§ **Tasks for this exercise**:
**A.** In the post on statistical independence, what is the probability that the second card drawn is black if the first card drawn was red?
**B.** Transcribe the post on statistical independence between "What's P(B)?" and "events are dependent.", inclusive.

*** Page text Section Begins ***

Sunday, August 23, 2009

A fight for Independence

Docula had a great comment on my last PSA and I'd like to touch a little on what he said.

Let's talk a little about statistical independence. Loosely speaking, we say two events, A and B, are independent, if knowing that event A occurs does not change the probability that event B occurs.
E.g. Let A = the event that I play Rock Band 2 tomorrow. Let B = the event that Fast Eddie eats a salad for lunch tomorrow. These events are logically independent since my video gaming habits are not going to affect Eddie's lunching habits.

A little more complicated: Suppose you have a standard deck of playing cards. Suppose you're going to draw two cards. Let A be the even that the first card drawn is black. Let B be the event that the second card drawn is black.
Are these events independent?



Well, the probability that A occurs, denoted P(A), is 26/52 = # of black cards / # of cards total = 1/2

What's P(B)?

Well, if you drew a red card on the first draw, then P(B) = 26/51 (26 black cards but only 51 cards left)
If you drew a black card on the first draw, the P(B) = 25/51 (25 black cards (since you got one on the first draw) out of 51 cards left)

So P(B) changed DEPENDING on what you got on the first draw. So P(B) DEPENDS on what happened with A. Hence, these two events are dependent.

*** Page text Section Ends ***
*** Source data Section Begins ***

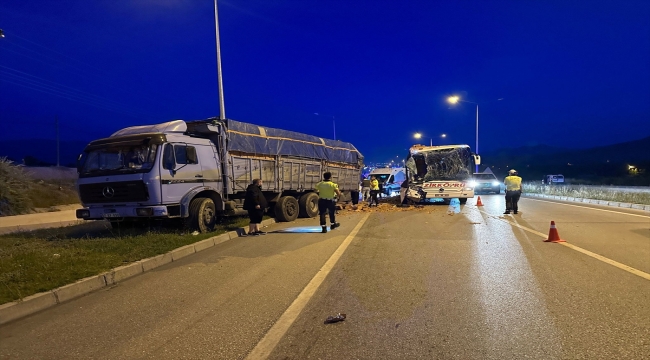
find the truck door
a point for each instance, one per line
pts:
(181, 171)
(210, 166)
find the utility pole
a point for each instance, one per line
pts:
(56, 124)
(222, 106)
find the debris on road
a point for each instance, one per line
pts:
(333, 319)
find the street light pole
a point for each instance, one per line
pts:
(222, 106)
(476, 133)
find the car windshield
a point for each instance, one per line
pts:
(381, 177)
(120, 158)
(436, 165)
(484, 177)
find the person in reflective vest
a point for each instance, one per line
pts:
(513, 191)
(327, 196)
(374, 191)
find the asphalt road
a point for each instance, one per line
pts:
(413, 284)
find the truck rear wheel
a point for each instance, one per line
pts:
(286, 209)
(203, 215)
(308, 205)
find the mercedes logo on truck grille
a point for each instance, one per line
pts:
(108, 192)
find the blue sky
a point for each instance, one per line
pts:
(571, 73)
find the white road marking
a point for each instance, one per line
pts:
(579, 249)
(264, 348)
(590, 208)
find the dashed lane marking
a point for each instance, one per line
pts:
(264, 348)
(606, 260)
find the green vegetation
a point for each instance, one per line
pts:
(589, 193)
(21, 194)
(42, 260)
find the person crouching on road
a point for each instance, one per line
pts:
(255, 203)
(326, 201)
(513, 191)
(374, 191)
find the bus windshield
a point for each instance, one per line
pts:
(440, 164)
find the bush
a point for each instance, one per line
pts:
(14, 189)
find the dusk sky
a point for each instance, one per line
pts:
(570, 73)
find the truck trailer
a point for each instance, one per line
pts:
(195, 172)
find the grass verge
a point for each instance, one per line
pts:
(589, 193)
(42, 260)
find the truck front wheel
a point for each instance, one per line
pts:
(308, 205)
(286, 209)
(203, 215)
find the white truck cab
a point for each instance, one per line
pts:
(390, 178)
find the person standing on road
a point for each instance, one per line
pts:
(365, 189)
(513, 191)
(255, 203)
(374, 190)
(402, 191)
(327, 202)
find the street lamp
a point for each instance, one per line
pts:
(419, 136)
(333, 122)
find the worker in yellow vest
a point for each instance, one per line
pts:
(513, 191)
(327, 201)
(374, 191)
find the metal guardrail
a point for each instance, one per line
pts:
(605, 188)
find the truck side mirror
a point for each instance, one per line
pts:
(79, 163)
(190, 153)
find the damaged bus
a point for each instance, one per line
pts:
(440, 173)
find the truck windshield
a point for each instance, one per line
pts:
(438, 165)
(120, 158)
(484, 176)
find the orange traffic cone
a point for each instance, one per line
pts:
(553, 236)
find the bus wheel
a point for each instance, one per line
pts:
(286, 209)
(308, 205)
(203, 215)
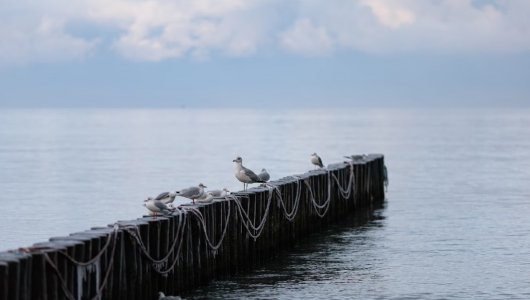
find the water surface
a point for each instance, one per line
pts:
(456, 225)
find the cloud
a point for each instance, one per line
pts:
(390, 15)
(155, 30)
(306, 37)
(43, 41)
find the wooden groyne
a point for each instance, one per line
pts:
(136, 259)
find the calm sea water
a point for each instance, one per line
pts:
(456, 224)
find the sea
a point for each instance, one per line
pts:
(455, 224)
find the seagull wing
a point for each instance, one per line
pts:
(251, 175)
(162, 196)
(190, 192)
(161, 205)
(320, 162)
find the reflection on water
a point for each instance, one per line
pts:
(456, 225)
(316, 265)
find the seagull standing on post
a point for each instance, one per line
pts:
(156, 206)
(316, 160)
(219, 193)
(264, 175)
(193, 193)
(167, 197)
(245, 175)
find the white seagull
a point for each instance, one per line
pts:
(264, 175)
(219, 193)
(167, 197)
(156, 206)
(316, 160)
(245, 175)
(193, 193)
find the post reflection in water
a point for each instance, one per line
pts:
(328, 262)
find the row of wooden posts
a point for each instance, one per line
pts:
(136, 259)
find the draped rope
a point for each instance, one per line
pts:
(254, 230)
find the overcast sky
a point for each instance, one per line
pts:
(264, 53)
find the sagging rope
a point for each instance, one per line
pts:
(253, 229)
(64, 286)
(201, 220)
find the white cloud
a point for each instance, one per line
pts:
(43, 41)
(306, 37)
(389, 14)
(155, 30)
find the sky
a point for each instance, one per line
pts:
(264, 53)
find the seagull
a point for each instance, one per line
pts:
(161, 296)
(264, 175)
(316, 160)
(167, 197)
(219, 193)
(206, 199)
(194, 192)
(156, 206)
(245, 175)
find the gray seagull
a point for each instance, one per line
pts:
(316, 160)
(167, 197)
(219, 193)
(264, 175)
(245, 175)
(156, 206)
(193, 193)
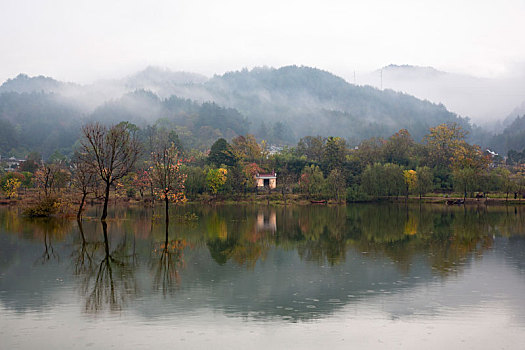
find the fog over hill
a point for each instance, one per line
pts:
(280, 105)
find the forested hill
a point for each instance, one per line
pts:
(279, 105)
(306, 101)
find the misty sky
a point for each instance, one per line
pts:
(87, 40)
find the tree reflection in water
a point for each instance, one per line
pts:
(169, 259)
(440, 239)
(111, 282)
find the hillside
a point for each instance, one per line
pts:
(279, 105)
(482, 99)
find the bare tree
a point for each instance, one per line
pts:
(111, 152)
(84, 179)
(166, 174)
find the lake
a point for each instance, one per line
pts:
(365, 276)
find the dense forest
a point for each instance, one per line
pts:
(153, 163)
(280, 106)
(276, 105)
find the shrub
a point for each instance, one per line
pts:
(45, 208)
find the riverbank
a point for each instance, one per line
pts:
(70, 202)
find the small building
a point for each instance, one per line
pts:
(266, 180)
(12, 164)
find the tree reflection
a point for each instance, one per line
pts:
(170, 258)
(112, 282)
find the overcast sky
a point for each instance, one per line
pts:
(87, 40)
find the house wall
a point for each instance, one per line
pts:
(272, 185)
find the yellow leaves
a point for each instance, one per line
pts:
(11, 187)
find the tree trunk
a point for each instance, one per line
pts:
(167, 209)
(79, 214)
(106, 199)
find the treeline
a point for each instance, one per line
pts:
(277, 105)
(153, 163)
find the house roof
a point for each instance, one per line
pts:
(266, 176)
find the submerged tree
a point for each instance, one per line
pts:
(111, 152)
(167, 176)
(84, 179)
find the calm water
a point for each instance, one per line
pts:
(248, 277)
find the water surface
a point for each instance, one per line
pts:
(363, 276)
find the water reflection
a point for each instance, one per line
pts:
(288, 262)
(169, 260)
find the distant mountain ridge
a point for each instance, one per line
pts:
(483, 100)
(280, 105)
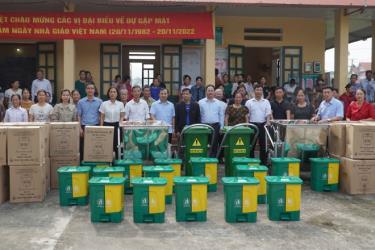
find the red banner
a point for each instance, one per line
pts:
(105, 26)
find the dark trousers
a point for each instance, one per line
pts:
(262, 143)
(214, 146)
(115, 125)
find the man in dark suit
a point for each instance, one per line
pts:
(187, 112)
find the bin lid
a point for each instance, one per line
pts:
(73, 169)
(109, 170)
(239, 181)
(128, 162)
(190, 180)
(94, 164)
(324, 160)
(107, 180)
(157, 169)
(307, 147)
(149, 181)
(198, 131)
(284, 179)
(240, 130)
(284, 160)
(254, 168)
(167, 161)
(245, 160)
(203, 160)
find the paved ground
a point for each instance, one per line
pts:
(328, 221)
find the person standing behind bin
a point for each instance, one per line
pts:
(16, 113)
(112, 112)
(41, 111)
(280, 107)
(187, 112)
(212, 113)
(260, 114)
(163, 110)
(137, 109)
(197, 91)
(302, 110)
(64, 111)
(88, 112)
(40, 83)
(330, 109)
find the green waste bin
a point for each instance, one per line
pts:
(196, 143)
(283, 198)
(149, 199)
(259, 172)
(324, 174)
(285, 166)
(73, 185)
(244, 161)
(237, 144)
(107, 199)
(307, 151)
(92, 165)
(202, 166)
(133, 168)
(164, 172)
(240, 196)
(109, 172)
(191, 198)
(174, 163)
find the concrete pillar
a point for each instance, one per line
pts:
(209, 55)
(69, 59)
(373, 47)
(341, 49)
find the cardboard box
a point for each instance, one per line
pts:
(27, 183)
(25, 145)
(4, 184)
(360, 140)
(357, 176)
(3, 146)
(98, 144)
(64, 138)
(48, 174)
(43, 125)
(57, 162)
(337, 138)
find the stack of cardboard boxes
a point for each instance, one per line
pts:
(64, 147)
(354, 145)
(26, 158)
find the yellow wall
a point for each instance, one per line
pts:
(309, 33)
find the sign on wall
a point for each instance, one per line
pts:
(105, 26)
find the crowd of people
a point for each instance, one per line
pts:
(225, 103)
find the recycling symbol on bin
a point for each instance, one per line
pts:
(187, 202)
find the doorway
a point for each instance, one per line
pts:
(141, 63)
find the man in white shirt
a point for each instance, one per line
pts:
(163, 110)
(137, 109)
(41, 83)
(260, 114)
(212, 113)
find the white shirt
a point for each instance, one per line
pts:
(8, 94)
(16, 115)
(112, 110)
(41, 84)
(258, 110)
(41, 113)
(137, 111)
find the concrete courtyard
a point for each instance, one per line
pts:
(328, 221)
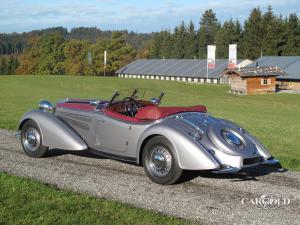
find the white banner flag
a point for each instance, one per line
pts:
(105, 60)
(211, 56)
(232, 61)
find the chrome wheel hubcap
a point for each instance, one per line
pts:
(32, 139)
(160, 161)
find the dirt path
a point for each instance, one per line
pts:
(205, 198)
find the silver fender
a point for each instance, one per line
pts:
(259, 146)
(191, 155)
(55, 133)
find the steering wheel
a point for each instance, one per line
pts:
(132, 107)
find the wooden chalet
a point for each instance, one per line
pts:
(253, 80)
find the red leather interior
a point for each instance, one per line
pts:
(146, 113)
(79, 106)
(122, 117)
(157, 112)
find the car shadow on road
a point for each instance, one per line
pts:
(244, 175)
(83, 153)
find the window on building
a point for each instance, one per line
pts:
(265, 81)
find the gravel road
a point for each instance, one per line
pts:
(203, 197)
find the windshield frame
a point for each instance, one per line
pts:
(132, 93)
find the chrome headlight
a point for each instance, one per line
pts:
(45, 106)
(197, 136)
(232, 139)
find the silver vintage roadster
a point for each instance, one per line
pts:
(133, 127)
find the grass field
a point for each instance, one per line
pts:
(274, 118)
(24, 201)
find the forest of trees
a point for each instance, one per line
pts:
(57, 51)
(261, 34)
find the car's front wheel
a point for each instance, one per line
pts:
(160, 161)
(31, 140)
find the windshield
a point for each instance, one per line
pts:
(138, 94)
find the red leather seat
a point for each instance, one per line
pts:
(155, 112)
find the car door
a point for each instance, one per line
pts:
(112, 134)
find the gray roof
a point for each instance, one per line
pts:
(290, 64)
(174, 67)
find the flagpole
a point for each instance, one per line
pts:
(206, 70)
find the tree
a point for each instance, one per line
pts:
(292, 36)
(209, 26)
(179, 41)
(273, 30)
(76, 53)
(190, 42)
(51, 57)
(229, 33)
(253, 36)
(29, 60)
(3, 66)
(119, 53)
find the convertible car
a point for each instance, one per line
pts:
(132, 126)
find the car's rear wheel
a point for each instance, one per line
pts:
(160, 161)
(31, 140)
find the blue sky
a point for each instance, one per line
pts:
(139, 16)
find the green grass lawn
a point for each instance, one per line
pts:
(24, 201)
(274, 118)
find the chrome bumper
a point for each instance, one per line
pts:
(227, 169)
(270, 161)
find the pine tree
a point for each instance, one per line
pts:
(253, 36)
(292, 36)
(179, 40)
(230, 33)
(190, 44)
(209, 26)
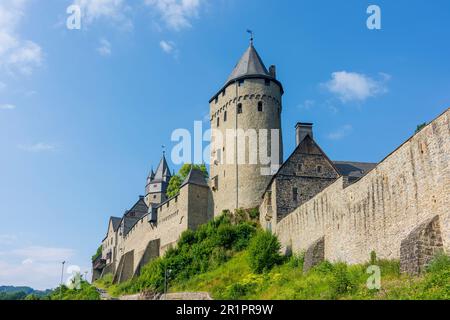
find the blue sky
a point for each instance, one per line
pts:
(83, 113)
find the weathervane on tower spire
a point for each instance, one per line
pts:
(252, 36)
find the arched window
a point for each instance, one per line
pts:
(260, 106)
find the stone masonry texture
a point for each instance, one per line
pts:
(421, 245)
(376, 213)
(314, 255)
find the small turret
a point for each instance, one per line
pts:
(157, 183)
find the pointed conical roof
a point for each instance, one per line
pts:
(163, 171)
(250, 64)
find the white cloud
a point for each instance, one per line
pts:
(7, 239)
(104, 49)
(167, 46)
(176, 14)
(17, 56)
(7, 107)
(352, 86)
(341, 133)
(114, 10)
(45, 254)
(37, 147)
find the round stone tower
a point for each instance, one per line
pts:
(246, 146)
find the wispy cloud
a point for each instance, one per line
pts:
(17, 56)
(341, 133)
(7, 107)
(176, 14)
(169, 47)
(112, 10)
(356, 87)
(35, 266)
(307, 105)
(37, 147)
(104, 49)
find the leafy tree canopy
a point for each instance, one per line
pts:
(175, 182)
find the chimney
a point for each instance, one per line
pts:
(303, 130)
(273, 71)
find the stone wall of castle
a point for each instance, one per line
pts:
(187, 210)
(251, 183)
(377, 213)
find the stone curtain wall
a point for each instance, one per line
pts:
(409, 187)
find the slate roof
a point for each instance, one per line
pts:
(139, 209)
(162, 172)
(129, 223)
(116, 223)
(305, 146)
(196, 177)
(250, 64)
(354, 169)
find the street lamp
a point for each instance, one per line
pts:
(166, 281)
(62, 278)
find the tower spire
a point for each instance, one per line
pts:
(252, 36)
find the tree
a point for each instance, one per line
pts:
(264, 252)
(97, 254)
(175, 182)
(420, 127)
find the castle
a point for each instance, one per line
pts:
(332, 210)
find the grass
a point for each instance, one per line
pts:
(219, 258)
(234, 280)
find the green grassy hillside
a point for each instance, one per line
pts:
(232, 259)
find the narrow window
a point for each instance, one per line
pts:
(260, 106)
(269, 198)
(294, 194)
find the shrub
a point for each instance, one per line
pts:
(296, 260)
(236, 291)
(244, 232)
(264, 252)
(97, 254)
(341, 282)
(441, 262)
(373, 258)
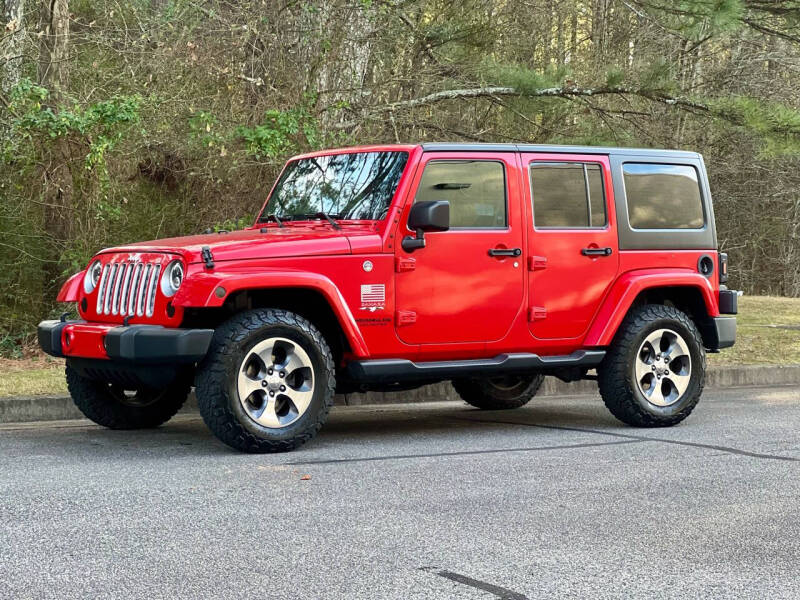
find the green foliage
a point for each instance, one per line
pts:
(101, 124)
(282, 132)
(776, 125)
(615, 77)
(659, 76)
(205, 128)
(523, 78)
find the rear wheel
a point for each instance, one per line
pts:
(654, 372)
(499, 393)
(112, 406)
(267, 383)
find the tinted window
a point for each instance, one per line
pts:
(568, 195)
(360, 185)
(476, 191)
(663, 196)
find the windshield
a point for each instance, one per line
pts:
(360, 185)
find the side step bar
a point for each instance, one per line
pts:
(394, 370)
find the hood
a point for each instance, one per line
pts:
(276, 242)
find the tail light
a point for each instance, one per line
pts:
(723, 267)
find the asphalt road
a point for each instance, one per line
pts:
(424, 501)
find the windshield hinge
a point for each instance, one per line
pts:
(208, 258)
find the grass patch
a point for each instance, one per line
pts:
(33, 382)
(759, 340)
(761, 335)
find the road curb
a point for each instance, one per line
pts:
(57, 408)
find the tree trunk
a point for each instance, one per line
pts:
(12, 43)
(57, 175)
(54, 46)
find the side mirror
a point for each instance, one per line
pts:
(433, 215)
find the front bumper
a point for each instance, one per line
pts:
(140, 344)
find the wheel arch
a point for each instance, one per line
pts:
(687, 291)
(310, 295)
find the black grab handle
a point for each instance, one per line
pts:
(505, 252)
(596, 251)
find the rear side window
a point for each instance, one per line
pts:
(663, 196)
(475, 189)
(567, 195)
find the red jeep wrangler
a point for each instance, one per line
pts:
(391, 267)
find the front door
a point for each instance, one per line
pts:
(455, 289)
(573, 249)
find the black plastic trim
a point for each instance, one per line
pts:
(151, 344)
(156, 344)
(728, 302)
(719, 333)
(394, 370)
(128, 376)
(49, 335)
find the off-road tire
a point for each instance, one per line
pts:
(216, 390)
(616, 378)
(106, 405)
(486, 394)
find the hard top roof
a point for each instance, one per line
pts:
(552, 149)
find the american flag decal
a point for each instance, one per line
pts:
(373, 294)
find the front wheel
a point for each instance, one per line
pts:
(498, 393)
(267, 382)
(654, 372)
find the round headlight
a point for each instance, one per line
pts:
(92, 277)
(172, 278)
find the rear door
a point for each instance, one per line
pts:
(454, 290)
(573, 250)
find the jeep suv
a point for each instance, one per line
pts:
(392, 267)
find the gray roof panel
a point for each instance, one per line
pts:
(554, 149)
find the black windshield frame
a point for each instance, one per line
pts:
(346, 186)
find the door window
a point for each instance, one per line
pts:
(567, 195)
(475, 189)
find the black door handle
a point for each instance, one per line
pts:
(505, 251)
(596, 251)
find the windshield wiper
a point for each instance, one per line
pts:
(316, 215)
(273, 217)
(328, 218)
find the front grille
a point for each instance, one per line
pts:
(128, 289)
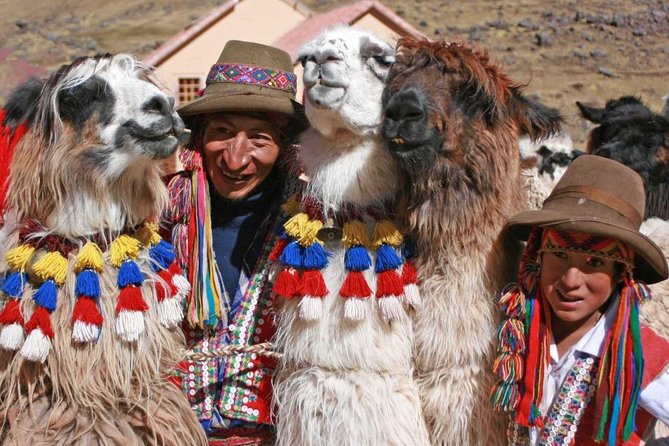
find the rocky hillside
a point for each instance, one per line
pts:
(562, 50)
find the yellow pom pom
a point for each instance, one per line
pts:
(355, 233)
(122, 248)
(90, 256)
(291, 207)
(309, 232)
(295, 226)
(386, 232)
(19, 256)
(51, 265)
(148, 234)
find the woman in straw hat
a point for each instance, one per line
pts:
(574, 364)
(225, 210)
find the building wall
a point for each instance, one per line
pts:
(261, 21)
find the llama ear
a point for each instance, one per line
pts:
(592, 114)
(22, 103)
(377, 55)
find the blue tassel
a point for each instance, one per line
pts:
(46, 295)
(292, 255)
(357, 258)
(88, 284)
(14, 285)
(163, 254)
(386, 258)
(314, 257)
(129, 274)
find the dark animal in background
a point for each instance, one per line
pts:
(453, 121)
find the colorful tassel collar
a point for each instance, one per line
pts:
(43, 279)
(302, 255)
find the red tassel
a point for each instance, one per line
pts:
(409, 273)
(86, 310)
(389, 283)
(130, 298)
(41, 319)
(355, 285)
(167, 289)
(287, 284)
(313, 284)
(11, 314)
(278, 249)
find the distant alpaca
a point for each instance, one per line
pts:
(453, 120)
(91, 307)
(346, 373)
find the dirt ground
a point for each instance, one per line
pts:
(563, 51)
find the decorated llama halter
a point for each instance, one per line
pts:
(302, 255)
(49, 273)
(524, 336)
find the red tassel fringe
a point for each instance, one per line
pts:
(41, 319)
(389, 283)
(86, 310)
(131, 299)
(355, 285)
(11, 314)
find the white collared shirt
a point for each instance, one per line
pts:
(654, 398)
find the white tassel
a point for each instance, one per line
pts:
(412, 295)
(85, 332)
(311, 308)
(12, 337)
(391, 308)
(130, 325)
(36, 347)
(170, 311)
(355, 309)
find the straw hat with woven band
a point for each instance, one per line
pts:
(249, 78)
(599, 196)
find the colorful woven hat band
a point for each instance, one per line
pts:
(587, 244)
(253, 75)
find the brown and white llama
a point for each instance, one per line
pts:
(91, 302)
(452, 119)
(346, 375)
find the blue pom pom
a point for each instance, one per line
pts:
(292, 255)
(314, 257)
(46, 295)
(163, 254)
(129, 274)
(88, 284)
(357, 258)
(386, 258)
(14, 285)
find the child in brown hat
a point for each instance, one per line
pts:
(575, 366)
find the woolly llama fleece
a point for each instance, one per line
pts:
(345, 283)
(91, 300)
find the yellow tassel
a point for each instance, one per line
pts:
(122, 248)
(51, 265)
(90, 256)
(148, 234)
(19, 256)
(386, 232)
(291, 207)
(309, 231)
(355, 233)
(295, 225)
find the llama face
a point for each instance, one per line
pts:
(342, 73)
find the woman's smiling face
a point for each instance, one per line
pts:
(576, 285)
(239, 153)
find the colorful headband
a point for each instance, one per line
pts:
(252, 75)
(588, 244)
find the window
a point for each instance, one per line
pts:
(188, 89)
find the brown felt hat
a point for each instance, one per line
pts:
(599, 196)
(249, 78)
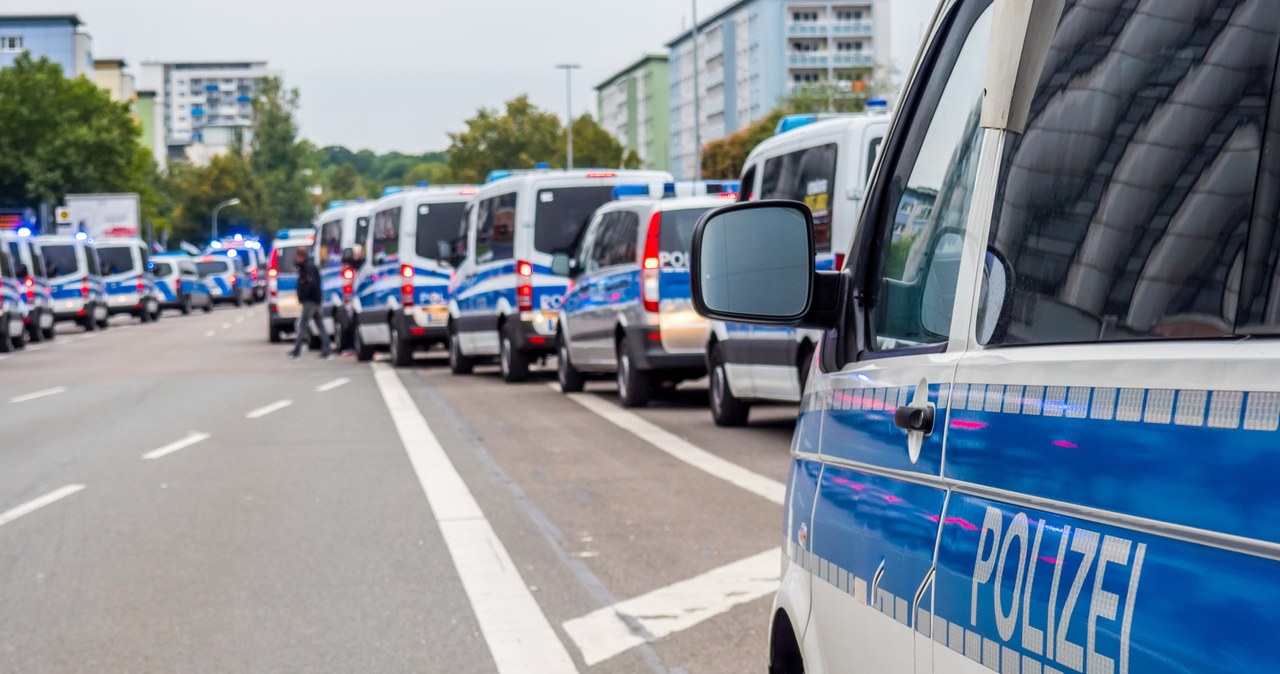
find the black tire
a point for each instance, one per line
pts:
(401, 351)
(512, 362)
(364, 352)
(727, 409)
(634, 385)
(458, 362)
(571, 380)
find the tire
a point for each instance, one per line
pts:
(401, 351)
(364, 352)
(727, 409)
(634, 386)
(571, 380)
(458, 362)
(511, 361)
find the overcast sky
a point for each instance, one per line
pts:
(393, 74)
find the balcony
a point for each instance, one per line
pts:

*** Source data Section Ends ***

§ **Solution set**:
**A.** 26/51

**B.**
What's P(B)?

Well, if you drew a red card on the first draw, then P(B) = 26/51 (26 black cards but only 51 cards left)
If you drew a black card on the first draw, the P(B) = 25/51 (25 black cards (since you got one on the first draw) out of 51 cards left)

So P(B) changed DEPENDING on what you got on the first draw. So P(B) DEPENDS on what happened with A. Hence, these two events are dependent.